◆ READING PASSAGE
============================================================

The warning letter, dated June 12, 2019, came in response to earlier correspondence between the two and summarizes significant violations of current good manufacturing practice (CGMP) regulations for finished pharmaceuticals, 21 CFR parts 210 and 211, according to FDA.
FDA said that because the company’s methods, facilities, or controls for manufacturing, processing, packing, or holding do not conform to CGMP, its drug products are adulterated within the meaning of section 501(a)(2)(B) of the Federal Food, Drug, and Cosmetic Act (FD&C Act), 21 U.S.C. 351(a)(2)(B).
During FDA inspection, investigators observed specific violations including, but not limited to, failure to perform, for each batch of drug product, appropriate laboratory determination of satisfactory conformance to final specifications for the drug product, including the identity and strength of each active ingredient, prior to release, and for each batch of drug product required to be free of objectionable microorganisms, appropriate laboratory testing, as necessary (21 CFR 211.165(a) and (b)). Products included Naawk Aloe Relief Gel + Lidocaine, Unscented SPF 30 Sunscreen Lotion, and Coconut Breeze SPF 50 Fill without adequate testing for identity and strength of the active ingredients. In addition, FDA said SnugZ also released finished drug products without adequate testing for critical microbial attributes.

============================================================

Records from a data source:
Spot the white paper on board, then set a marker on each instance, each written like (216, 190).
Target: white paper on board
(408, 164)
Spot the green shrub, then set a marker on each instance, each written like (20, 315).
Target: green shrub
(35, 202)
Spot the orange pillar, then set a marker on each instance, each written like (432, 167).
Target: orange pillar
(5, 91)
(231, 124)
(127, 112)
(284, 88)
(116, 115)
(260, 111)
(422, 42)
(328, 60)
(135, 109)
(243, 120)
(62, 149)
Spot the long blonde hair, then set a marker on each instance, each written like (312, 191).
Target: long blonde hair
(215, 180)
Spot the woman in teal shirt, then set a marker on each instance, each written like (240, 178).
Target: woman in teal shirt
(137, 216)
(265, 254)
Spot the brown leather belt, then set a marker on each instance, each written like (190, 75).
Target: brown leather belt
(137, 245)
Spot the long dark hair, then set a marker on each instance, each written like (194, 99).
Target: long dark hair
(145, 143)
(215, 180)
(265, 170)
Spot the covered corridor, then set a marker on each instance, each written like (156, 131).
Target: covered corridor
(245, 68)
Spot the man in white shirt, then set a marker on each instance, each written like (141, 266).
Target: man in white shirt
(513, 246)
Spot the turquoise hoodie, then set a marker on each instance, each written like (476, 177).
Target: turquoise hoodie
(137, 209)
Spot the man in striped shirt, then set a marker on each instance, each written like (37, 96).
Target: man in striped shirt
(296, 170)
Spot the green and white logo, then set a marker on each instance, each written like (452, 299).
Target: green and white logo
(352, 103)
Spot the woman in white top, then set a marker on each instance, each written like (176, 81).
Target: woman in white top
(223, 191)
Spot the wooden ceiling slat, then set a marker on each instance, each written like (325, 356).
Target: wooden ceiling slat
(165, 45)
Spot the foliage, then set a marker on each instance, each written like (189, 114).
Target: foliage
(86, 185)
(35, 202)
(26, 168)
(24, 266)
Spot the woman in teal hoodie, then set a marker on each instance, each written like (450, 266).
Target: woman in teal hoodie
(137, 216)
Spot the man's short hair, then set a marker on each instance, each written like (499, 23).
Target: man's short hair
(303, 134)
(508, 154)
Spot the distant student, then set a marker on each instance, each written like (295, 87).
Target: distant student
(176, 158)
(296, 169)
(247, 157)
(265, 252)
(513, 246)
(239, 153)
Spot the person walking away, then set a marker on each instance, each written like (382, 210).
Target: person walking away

============================================================

◆ BRIEF A
From the passage on the FDA warning letter, quote everything from "The warning letter, dated" down to "according to FDA.".
◆ BRIEF B
Answer these questions using the passage on the FDA warning letter:
(i) What date does the warning letter carry?
(ii) Under which section of the FD&C Act does FDA say the drug products are adulterated?
(iii) Which company released finished drug products without adequate testing for critical microbial attributes?
◆ BRIEF C
Continue the passage on the FDA warning letter after its last sentence.

◆ TASK RESPONSE A
The warning letter, dated June 12, 2019, came in response to earlier correspondence between the two and summarizes significant violations of current good manufacturing practice (CGMP) regulations for finished pharmaceuticals, 21 CFR parts 210 and 211, according to FDA.

◆ TASK RESPONSE B
(i) June 12, 2019
(ii) Section 501(a)(2)(B)
(iii) SnugZ

◆ TASK RESPONSE C
FDA has requested that the company provide:
• Procedures for testing all finished drug dosage products according to your firm’s specifications.
• Completed chemical and microbial analytical method validation, equipment validation, and updated test methods. Also provide specifications that your drug products must conform to before a batch disposition decision.
• A summary of test results obtained from testing retain samples of all drug products within expiry that have been distributed in the United States. These test results should include identity and strength of active ingredients and all other appropriate quality attributes.
In addition, FDA contends the company failedto adequately test incoming active pharmaceutical ingredients (API) and other raw materials used in manufacturing your drug products to determine the conformance to identity, purity, strength, and other specifications. Instead, your firm released API and other materials based on the certificate of analysis (COA) from your supplier without establishing the reliability of the supplier’s analysis through appropriate validation and ensuring at least one specific identity test is conducted for each lot.
FDA said the firm also lacked an adequate quality unit (QU) and failed to establish adequate written procedures for production and process control designed to assure that the drug products you manufacture have the identity, strength, quality, and purity they purport or are represented to possess (21 CFR 211.100(a)).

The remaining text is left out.